# WHAT TO DO
The answer should consist of each line from the data below that includes "white".
--- DATA FOR ANALYSIS Enclosed Below ---
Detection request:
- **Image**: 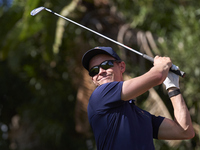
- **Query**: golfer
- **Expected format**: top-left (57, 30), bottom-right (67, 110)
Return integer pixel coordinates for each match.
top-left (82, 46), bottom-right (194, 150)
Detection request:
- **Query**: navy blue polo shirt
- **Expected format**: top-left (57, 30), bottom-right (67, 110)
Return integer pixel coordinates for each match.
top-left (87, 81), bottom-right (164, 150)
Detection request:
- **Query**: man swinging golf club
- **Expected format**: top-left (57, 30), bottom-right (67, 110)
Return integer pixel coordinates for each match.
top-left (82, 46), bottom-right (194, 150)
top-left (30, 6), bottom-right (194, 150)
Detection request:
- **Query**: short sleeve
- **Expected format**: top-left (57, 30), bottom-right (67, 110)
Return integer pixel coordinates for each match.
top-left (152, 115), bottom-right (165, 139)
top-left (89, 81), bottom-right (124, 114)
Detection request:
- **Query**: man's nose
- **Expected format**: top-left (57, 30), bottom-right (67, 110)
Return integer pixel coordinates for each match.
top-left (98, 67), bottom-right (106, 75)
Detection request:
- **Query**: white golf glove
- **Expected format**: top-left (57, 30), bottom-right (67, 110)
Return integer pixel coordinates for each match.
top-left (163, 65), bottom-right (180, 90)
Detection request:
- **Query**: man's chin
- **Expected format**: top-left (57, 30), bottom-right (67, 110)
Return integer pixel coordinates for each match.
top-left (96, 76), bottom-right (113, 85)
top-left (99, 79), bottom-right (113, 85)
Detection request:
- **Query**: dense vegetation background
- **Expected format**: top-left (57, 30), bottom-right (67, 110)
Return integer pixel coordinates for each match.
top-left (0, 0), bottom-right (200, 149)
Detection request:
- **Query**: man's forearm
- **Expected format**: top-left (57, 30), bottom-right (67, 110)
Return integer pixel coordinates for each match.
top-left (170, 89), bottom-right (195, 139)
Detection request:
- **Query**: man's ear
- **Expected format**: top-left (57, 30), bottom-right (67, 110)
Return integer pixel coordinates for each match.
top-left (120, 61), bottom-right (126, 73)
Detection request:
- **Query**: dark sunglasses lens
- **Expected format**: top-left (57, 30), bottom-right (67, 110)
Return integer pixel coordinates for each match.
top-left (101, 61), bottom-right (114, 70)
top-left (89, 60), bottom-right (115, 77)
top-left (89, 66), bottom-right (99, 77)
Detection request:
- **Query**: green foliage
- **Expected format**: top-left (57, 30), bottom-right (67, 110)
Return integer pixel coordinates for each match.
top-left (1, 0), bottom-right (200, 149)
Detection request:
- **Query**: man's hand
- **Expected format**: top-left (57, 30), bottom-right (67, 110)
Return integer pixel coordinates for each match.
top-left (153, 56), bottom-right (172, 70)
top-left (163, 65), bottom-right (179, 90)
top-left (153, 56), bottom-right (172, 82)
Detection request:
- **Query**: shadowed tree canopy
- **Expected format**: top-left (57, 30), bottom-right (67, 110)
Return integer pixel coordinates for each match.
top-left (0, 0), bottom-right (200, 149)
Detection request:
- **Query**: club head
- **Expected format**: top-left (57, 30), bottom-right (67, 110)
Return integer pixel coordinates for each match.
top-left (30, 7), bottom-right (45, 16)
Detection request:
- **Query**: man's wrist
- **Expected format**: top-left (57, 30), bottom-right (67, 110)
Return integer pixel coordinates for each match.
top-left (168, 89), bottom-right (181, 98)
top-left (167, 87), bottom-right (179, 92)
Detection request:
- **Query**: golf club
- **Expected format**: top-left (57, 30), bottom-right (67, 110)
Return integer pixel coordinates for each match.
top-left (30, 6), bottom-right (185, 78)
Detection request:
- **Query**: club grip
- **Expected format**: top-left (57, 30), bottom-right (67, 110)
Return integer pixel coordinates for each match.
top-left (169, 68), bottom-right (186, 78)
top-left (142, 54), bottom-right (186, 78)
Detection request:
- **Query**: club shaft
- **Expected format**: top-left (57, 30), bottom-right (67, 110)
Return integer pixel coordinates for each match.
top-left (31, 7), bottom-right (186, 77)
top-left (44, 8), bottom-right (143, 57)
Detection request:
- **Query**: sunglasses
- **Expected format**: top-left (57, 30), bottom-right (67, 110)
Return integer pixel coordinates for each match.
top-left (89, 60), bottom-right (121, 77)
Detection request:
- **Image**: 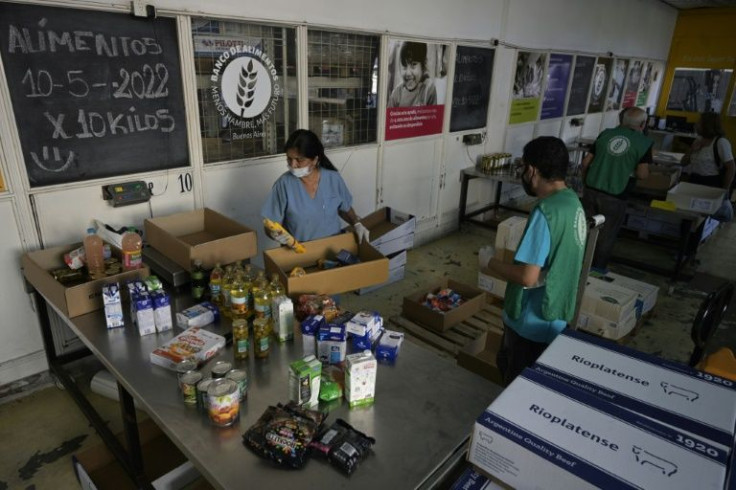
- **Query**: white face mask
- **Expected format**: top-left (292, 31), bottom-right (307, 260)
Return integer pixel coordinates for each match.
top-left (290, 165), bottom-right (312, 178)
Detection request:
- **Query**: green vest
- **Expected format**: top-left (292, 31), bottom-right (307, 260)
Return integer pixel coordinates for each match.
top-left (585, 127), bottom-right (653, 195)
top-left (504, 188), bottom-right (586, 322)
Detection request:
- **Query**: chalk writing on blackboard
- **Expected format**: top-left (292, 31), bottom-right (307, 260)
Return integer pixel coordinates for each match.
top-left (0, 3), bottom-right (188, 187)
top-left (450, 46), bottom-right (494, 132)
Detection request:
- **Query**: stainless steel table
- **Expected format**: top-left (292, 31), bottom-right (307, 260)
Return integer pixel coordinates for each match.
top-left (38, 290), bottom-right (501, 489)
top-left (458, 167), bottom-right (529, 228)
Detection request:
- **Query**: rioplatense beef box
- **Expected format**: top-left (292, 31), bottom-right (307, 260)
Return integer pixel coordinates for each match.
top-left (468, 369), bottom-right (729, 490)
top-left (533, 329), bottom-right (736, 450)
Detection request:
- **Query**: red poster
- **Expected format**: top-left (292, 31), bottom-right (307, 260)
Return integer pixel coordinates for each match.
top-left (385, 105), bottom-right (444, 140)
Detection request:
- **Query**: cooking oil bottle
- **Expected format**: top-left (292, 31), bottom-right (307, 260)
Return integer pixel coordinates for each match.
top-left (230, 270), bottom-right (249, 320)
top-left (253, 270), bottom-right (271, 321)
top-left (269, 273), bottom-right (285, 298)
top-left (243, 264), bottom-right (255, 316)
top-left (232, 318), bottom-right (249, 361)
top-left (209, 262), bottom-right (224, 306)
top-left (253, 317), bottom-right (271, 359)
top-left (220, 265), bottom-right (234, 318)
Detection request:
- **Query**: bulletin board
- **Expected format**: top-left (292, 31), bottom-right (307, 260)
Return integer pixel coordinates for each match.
--- End of Enclosed DATA FOR ANALYSIS ---
# TASK RESPONSE
- **Query**: white golf glove
- **Query**: white face mask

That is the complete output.